Joël Pelicot, 76 ans, veste bleu marine et lunettes sur le nez, a raconté, mardi 8 octobre, son enfance avec son frère Dominique, ex-compagnon de Gisèle Pelicot, qui comparaît devant la cour criminelle du Vaucluse depuis le 2 septembre. Médecin respecté, il a fait partie de ceux qui ont prescrit du Témesta, un anxiolytique, à Gisèle Pelicot, "parce qu'elle se trouvait angoissée et qu'elle avait des troubles du sommeil".

Pertes de mémoire, "absences", et problèmes gynécologiques

À partir de 2015, sur les conseils d'un infirmier rencontré en ligne, Dominique Pelicot commence à administrer secrètement des anxiolytiques à Gisèle Pelicot. Une fois sa femme endormie, il peut abuser d'elle sexuellement, sans qu'elle ne s'en rende compte. Le retraité se fait lui-même prescrire du Témesta depuis plusieurs années "prétextant des difficultés liées à sa situation financière auprès de son médecin traitant". Ce dernier ne lui pose pas davantage de questions. Après tout, la prescription de ce médicament est on ne peut plus courante chez les Français atteints de troubles du sommeil ou d'anxiété. Les pharmacies sont même fréquemment victimes de rupture de stock concernant la molécule.

+++

**Consignes**
**1.** Indiquez si chacune des affirmations suivantes concorde avec l'extrait, en répondant par oui ou par non et en citant les mots décisifs. (a) Joël Pelicot exerce la médecine. (b) Dominique Pelicot a commencé à administrer des anxiolytiques à Gisèle Pelicot en 2010. (c) Le médecin traitant de Dominique Pelicot l'a longuement interrogé sur sa demande de Témesta.
**2.** Résumez l'extrait en deux phrases.
**3.** D'après l'extrait, sur les conseils de qui Dominique Pelicot a-t-il commencé à administrer des anxiolytiques à Gisèle Pelicot ?
Les entrées proviennent d'une autre source que l'extrait.

+++

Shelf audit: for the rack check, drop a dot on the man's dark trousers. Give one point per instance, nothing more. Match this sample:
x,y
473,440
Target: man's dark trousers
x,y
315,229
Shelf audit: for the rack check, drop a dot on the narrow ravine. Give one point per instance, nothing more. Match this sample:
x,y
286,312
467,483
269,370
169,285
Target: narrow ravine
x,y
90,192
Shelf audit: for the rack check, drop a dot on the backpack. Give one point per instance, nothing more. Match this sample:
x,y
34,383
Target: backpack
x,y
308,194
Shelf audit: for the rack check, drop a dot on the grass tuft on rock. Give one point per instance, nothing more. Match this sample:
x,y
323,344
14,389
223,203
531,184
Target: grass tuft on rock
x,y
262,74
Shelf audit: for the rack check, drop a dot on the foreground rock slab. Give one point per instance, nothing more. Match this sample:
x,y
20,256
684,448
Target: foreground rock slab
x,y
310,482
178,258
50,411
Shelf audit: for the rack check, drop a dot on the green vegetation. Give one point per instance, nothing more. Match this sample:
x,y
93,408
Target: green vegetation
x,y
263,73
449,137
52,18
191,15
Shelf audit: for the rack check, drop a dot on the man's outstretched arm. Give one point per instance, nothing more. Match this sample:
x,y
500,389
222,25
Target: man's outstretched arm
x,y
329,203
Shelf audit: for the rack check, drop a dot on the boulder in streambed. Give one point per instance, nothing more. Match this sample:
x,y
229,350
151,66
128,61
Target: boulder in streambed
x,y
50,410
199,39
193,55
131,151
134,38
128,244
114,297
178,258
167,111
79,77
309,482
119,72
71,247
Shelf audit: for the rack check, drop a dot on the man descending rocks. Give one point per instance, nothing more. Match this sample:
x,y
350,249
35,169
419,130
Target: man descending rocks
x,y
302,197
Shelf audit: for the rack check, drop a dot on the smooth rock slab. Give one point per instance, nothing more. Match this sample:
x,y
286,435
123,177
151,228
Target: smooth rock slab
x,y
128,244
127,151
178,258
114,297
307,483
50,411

+++

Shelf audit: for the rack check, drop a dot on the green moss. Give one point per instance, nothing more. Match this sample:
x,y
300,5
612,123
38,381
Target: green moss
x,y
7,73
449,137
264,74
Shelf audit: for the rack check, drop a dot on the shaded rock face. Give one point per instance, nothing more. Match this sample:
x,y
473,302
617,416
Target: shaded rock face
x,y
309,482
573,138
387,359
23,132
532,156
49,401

+++

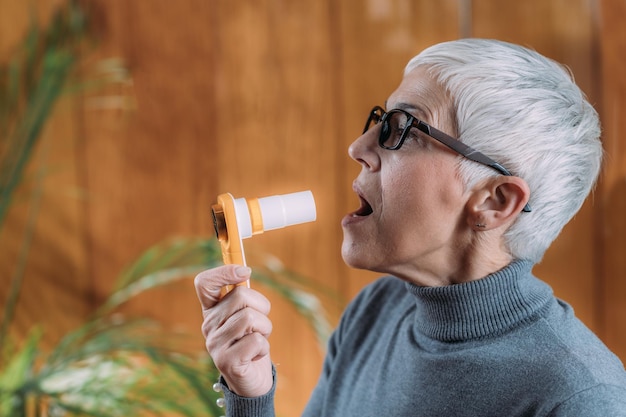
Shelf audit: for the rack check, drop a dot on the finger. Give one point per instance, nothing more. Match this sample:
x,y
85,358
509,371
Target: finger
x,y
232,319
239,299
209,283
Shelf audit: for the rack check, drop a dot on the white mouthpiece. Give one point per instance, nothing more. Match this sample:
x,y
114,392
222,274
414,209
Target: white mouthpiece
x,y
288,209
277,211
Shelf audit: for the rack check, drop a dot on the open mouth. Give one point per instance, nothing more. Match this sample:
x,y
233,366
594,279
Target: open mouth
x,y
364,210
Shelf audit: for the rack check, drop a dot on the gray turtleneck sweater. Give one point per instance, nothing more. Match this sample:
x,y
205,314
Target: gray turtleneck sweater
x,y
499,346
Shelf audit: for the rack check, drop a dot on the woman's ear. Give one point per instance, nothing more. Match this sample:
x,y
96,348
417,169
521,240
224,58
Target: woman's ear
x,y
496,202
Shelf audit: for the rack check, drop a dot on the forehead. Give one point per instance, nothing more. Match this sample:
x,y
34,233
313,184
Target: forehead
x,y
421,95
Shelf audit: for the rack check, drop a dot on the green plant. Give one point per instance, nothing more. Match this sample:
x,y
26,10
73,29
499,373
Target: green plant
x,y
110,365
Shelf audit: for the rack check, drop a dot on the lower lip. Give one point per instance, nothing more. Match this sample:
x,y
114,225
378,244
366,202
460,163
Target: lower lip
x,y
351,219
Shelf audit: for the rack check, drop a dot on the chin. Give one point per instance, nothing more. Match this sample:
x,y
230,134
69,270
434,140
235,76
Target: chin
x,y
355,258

+++

**Réponses dans l'ordre**
**1.**
(a) Oui : « Médecin respecté ».
(b) Non : « À partir de 2015 ».
(c) Non : « Ce dernier ne lui pose pas davantage de questions. »

**2.** Joël Pelicot, médecin et frère de Dominique Pelicot, a raconté le 8 octobre son enfance avec lui et a fait partie de ceux qui ont prescrit du Témesta à Gisèle Pelicot. À partir de 2015, Dominique Pelicot a administré secrètement des anxiolytiques à sa femme pour abuser d'elle sexuellement une fois endormie, en se faisant lui-même prescrire du Témesta par son médecin traitant sous prétexte de difficultés financières.

**3.** D'un infirmier rencontré en ligne.